## begin Information supplied

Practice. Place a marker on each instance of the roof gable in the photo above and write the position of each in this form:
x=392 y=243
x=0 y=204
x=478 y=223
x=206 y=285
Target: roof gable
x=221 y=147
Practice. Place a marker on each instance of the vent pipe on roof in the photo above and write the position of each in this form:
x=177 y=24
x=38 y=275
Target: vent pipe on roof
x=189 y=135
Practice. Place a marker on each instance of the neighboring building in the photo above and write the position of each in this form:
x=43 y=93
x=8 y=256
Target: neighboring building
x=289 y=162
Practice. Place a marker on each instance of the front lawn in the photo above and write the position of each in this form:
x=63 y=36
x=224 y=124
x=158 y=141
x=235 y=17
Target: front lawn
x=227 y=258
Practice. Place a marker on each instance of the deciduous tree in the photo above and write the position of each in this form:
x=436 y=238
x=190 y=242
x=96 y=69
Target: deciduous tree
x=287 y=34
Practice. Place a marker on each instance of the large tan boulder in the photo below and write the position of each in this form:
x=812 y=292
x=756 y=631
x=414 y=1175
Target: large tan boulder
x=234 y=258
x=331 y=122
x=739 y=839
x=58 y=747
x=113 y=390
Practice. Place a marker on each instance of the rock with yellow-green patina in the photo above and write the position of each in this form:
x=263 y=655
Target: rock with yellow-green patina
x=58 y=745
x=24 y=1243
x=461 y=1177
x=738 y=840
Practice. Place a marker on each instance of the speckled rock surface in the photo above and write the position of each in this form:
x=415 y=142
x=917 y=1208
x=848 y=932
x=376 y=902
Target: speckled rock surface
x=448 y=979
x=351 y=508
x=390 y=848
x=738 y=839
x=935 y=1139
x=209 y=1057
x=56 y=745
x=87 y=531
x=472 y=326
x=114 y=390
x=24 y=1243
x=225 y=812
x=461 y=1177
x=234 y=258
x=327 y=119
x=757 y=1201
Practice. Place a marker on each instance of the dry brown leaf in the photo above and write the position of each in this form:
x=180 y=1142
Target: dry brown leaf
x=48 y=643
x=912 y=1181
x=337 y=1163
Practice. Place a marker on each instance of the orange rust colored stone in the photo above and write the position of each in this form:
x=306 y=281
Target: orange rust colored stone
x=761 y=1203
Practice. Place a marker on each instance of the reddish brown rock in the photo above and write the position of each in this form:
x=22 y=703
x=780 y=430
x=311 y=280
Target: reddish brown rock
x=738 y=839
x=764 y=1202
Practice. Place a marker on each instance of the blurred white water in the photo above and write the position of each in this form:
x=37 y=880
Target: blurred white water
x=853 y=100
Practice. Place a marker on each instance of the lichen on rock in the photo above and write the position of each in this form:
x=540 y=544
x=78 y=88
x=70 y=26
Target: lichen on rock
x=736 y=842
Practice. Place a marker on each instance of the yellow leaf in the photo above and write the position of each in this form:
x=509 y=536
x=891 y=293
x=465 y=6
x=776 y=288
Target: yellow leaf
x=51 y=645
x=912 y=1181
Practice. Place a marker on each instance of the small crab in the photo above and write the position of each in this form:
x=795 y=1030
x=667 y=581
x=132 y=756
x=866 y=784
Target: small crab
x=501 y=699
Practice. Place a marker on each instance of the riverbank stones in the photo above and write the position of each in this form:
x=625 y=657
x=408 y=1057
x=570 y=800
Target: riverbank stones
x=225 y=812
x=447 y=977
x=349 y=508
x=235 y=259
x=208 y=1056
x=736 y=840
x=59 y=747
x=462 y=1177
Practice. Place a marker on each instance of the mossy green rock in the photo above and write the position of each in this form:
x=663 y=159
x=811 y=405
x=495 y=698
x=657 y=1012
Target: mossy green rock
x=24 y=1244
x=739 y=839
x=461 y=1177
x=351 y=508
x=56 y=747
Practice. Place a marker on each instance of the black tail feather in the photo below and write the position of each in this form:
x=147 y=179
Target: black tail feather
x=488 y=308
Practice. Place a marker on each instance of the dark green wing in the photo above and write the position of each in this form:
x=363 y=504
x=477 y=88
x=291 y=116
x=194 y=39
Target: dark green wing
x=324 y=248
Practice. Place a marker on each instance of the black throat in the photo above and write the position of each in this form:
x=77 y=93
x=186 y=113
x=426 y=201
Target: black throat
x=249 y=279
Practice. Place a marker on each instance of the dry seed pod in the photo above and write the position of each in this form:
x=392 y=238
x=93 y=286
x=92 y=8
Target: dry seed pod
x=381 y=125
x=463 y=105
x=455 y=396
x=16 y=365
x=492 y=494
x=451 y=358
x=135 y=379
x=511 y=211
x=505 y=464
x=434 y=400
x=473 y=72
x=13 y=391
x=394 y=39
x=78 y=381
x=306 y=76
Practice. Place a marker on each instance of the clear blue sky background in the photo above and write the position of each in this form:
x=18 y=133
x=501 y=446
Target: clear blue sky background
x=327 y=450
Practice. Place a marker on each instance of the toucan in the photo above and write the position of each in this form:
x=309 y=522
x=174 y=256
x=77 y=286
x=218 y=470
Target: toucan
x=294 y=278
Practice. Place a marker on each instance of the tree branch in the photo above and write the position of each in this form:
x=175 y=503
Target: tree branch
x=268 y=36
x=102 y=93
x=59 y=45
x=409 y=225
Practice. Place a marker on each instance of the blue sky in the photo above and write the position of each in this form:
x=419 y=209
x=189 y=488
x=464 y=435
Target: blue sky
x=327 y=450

## end Information supplied

**Work to be completed:** Lay out all of the lines above as a Markdown table with the columns "No." and "Line text", one numbered row per line, skipping any blank lines.

**Exercise solution:**
| No. | Line text |
|---|---|
| 1 | Practice. Place a marker on each instance of the roof gable in the photo above and write the position of each in this form: |
| 2 | x=392 y=243 |
| 3 | x=0 y=204 |
| 4 | x=478 y=223 |
| 5 | x=206 y=285 |
| 6 | Target: roof gable |
| 7 | x=221 y=147 |
| 8 | Practice. Place a marker on each instance of the vent pipe on roof in the photo above and write the position of each in this form: |
| 9 | x=177 y=24 |
| 10 | x=38 y=275 |
| 11 | Target: vent pipe on roof |
| 12 | x=189 y=135 |
| 13 | Practice. Place a marker on each instance of the neighboring building in the photo above and write the position of each in this form: |
| 14 | x=43 y=93 |
| 15 | x=8 y=256 |
| 16 | Target: neighboring building |
| 17 | x=289 y=162 |
| 18 | Practice. Place a marker on each instance of the front lawn in the photo above and write the position of each in this form: |
| 19 | x=63 y=36 |
| 20 | x=224 y=124 |
| 21 | x=158 y=141 |
| 22 | x=235 y=17 |
| 23 | Target: front lawn |
| 24 | x=227 y=258 |
| 25 | Practice. Place a marker on each instance of the deciduous tree in the photo above and write the position of each in this form: |
| 26 | x=436 y=238 |
| 27 | x=190 y=242 |
| 28 | x=96 y=69 |
| 29 | Target: deciduous tree |
| 30 | x=287 y=34 |
| 31 | Practice. Place a marker on each instance of the large tan boulder in the photo below and write the position of each in this form: |
| 32 | x=812 y=292 |
| 33 | x=756 y=631 |
| 34 | x=414 y=1175 |
| 35 | Target: large tan boulder |
| 36 | x=234 y=258 |
| 37 | x=331 y=122 |
| 38 | x=739 y=839 |
| 39 | x=58 y=747 |
| 40 | x=113 y=390 |
| 41 | Practice. Place a marker on each instance of the rock with yellow-green patina in the photo above and write the position of each in this form: |
| 42 | x=263 y=655 |
| 43 | Target: rock with yellow-green patina |
| 44 | x=58 y=745 |
| 45 | x=24 y=1243 |
| 46 | x=461 y=1177 |
| 47 | x=738 y=840 |
| 48 | Practice. Place a marker on each instance of the speckled rock surface in the photo above and write the position of each in this form: |
| 49 | x=415 y=142 |
| 50 | x=917 y=1208 |
| 51 | x=848 y=932 |
| 52 | x=376 y=902 |
| 53 | Target: speckled rock surface |
| 54 | x=448 y=979 |
| 55 | x=351 y=508 |
| 56 | x=390 y=848 |
| 57 | x=738 y=839 |
| 58 | x=935 y=1139 |
| 59 | x=209 y=1057 |
| 60 | x=56 y=745 |
| 61 | x=87 y=531 |
| 62 | x=472 y=326 |
| 63 | x=114 y=390 |
| 64 | x=24 y=1243 |
| 65 | x=225 y=812 |
| 66 | x=461 y=1177 |
| 67 | x=234 y=258 |
| 68 | x=327 y=119 |
| 69 | x=757 y=1201 |
| 70 | Practice. Place a marker on each instance of the dry brown leaf in the photo above and write the position of each in this form: |
| 71 | x=180 y=1142 |
| 72 | Target: dry brown leaf |
| 73 | x=48 y=643 |
| 74 | x=912 y=1181 |
| 75 | x=337 y=1163 |
| 76 | Practice. Place a marker on each instance of the orange rust colored stone in the photo above and write the position of each in this form: |
| 77 | x=306 y=281 |
| 78 | Target: orange rust colored stone |
| 79 | x=761 y=1203 |
| 80 | Practice. Place a marker on each instance of the reddish brown rock in the photo above and write the position of each in this form: |
| 81 | x=22 y=703 |
| 82 | x=780 y=430 |
| 83 | x=311 y=280 |
| 84 | Target: reddish brown rock |
| 85 | x=738 y=839 |
| 86 | x=764 y=1202 |
| 87 | Practice. Place a marker on each instance of the blurred white water in the photo above and write the position of each in this form: |
| 88 | x=37 y=880 |
| 89 | Target: blurred white water |
| 90 | x=853 y=100 |
| 91 | Practice. Place a marker on each instance of the lichen on rock in the photo above and write the position of each in this form: |
| 92 | x=540 y=544 |
| 93 | x=78 y=88 |
| 94 | x=70 y=26 |
| 95 | Target: lichen on rock |
| 96 | x=736 y=842 |
| 97 | Practice. Place a marker on each instance of the yellow leaf in the photo above and write the position of each in this form: |
| 98 | x=509 y=536 |
| 99 | x=891 y=293 |
| 100 | x=465 y=6 |
| 101 | x=776 y=288 |
| 102 | Target: yellow leaf |
| 103 | x=51 y=645 |
| 104 | x=912 y=1181 |
| 105 | Practice. Place a marker on each instance of the small crab in the photo above and write the position of each in this form: |
| 106 | x=795 y=1030 |
| 107 | x=667 y=581 |
| 108 | x=132 y=756 |
| 109 | x=866 y=784 |
| 110 | Target: small crab |
| 111 | x=501 y=699 |
| 112 | Practice. Place a marker on each instance of the riverbank stones in the photo above and write the position of each in this form: |
| 113 | x=625 y=657 |
| 114 | x=408 y=1057 |
| 115 | x=570 y=800 |
| 116 | Target: riverbank stones |
| 117 | x=225 y=812 |
| 118 | x=447 y=977 |
| 119 | x=349 y=508 |
| 120 | x=235 y=259 |
| 121 | x=208 y=1056 |
| 122 | x=736 y=840 |
| 123 | x=59 y=747 |
| 124 | x=462 y=1177 |
| 125 | Practice. Place a marker on each instance of the mossy green rock in the photo above and write the position of each in this form: |
| 126 | x=663 y=159 |
| 127 | x=811 y=405 |
| 128 | x=495 y=698 |
| 129 | x=657 y=1012 |
| 130 | Target: mossy green rock |
| 131 | x=24 y=1244 |
| 132 | x=739 y=839 |
| 133 | x=461 y=1177 |
| 134 | x=351 y=508 |
| 135 | x=56 y=747 |
| 136 | Practice. Place a marker on each instance of the black tail feather in the photo below and write the position of each in this form: |
| 137 | x=147 y=179 |
| 138 | Target: black tail feather |
| 139 | x=488 y=308 |
| 140 | Practice. Place a marker on each instance of the dark green wing in the photo above and write the position of each in this form: |
| 141 | x=363 y=504 |
| 142 | x=477 y=88 |
| 143 | x=291 y=116 |
| 144 | x=194 y=39 |
| 145 | Target: dark green wing |
| 146 | x=324 y=248 |
| 147 | Practice. Place a marker on each instance of the black throat in the photo above and write the position of each in this form: |
| 148 | x=77 y=93 |
| 149 | x=186 y=113 |
| 150 | x=426 y=201 |
| 151 | Target: black throat |
| 152 | x=249 y=279 |
| 153 | Practice. Place a marker on each instance of the dry seed pod in the photo above and write the position of each in this form: |
| 154 | x=392 y=238 |
| 155 | x=93 y=286 |
| 156 | x=92 y=8 |
| 157 | Target: dry seed pod |
| 158 | x=381 y=125 |
| 159 | x=463 y=105 |
| 160 | x=455 y=396 |
| 161 | x=16 y=365 |
| 162 | x=492 y=494 |
| 163 | x=451 y=358 |
| 164 | x=135 y=379 |
| 165 | x=511 y=211 |
| 166 | x=505 y=464 |
| 167 | x=434 y=400 |
| 168 | x=473 y=72 |
| 169 | x=13 y=391 |
| 170 | x=394 y=39 |
| 171 | x=78 y=381 |
| 172 | x=306 y=76 |
| 173 | Practice. Place a marker on each instance of the clear blue sky background in the photo above and write the position of each in this form: |
| 174 | x=18 y=133 |
| 175 | x=501 y=446 |
| 176 | Target: clear blue sky background |
| 177 | x=327 y=450 |
| 178 | Practice. Place a marker on each instance of the toucan in the photo above and write the position of each in this form: |
| 179 | x=309 y=522 |
| 180 | x=174 y=256 |
| 181 | x=77 y=286 |
| 182 | x=218 y=470 |
| 183 | Target: toucan |
| 184 | x=294 y=278 |
| 185 | Practice. Place a marker on each instance of the tree branch in the photo above and write the position of each in this form: |
| 186 | x=175 y=503 |
| 187 | Target: tree branch |
| 188 | x=268 y=36 |
| 189 | x=102 y=93 |
| 190 | x=59 y=45 |
| 191 | x=409 y=225 |
| 192 | Practice. Place a marker on each instance of the blue sky in the photo above and write the position of each in this form: |
| 193 | x=419 y=209 |
| 194 | x=189 y=488 |
| 195 | x=464 y=435 |
| 196 | Target: blue sky |
| 197 | x=327 y=450 |